··· Extrait cité

En misant simultanément sur la réhabilitation du chemin de fer, la fusion et la digitalisation des régies des transports urbains, la sécurisation des titres et du contrôle technique, ainsi que sur la montée en puissance d’une compagnie nationale aérienne adossée à un programme massif de réhabilitation des aéroports, l’exécutif entend faire du transport non plus un coût subi, mais un vecteur d’attractivité et de croissance. Cette vision s’inscrit dans une stratégie de diversification qui doit soutenir une économie en quête de croissance à deux chiffres, moins dépendante du pétrole et plus compétitive sur les marchés régionaux et internationaux.

Le pari est audacieux. L’État gabonais veut sécuriser les flux, réduire les surcoûts, améliorer la productivité et connecter le pays au reste du monde. Des rails plus solides, des bus plus fiables, des documents infalsifiables et des avions plus réguliers : derrière chaque projet se joue la même équation, celle d’une économie qui cherche à se dégager de ses contraintes logistiques pour libérer son potentiel de croissance.

Le ferroviaire comme colonne vertébrale logistique

Le chemin de fer reste l’axe vital du transport gabonais puisqu’il concentre plus de 40  % des flux de marchandises lourdes, notamment le manganèse dont le pays est l’un des deux premiers producteurs mondiaux. En 2023, la Compagnie minière de l’Ogooué (Comilog) a transporté près de 7 millions de tonnes de minerai par rail, soit une augmentation de 15  % par rapport à 2021, preuve de la pression croissante sur les infrastructures. Le gouvernement, via la Société d’exploitation du Transgabonais (Setrag), a engagé un vaste plan de modernisation chiffré à près de 230 mds de F CFA sur dix ans avec pour objectif de renforcer les rails, sécuriser les passages, rénover les gares et augmenter la vitesse commerciale. Ces investissements visent non seulement à fluidifier le transport minier, mais aussi à rendre le rail plus attractif pour les flux agricoles et forestiers. Le développement de l’agriculture, inscrit dans le Plan national de la croissance et de développement (PNCD), suppose et impose des corridors fiables vers Libreville et le port d’Owendo. Un chemin de fer modernisé permettra de réduire de jusqu’à 30 % les coûts logistiques de certaines filières, rendant les produits gabonais plus compétitifs sur les marchés de la CEEAC et au-delà.

······
··· Données fournies

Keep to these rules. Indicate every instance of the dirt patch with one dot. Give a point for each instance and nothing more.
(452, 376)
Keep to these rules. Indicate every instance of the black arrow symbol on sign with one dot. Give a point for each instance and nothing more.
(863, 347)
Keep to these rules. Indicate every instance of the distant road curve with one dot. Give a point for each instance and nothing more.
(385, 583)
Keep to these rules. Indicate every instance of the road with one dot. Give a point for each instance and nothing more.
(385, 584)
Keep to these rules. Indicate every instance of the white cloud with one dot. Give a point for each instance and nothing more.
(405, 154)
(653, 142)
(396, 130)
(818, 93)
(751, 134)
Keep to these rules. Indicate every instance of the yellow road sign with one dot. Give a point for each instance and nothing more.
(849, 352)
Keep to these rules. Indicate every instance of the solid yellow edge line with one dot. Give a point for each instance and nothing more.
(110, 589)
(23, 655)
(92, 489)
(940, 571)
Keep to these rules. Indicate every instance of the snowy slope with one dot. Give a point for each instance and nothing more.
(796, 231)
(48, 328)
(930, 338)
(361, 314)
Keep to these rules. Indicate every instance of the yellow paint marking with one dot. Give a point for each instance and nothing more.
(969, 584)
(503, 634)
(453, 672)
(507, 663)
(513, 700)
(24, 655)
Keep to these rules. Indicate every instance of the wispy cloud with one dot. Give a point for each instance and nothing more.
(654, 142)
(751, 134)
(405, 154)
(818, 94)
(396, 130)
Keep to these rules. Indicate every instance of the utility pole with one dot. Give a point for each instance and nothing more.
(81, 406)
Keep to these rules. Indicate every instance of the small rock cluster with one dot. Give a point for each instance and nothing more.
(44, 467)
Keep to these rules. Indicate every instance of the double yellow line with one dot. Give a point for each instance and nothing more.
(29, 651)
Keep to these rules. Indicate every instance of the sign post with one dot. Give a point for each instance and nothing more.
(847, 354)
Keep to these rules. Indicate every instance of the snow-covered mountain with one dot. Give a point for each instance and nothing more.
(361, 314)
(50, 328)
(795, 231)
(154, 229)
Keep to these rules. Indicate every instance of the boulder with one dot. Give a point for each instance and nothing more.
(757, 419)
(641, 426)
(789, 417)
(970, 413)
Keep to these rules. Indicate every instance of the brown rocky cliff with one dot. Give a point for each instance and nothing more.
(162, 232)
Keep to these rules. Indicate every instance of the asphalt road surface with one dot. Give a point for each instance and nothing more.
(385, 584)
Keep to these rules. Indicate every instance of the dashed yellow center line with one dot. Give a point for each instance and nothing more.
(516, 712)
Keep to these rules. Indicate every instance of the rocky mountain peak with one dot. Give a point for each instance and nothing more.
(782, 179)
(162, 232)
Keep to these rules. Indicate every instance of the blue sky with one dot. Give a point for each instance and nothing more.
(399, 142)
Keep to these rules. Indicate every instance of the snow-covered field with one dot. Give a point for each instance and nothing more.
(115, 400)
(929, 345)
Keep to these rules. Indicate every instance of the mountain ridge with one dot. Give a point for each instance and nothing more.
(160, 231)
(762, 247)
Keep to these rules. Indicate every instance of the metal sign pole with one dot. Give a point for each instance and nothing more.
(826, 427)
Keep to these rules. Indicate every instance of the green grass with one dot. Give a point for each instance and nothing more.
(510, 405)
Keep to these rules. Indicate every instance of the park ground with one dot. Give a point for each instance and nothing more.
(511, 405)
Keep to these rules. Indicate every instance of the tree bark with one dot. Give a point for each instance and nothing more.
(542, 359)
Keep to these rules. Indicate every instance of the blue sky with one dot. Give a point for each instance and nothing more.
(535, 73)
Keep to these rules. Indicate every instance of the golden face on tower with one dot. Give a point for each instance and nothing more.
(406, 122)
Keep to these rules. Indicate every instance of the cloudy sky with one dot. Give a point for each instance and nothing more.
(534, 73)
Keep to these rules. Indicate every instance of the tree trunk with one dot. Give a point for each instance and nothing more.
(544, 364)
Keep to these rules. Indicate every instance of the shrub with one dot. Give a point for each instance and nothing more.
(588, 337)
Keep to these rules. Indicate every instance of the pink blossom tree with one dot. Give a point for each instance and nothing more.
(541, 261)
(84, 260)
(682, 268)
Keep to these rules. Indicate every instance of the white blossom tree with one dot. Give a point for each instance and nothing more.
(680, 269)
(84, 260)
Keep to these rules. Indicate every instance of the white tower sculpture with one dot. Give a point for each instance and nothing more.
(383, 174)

······

» **Consigne**:
Dites si chaque affirmation ci-dessous concorde avec l'extrait : répondez par oui ou non, puis citez mot pour mot les termes de l'extrait qui tranchent.
1. En 2023, la Comilog a transporté près de 7 millions de tonnes de minerai par rail.
2. Le plan de modernisation engagé via la Setrag s'étale sur cinq ans.
3. Un chemin de fer modernisé permettrait de réduire de moitié les coûts logistiques de certaines filières.
Les données ne jouent aucun rôle dans ce travail.

» **Réponse finale**:
1. Oui : « En 2023, la Compagnie minière de l’Ogooué (Comilog) a transporté près de 7 millions de tonnes de minerai par rail ».
2. Non : « chiffré à près de 230 mds de F CFA sur dix ans ».
3. Non : « permettra de réduire de jusqu’à 30 % les coûts logistiques de certaines filières ».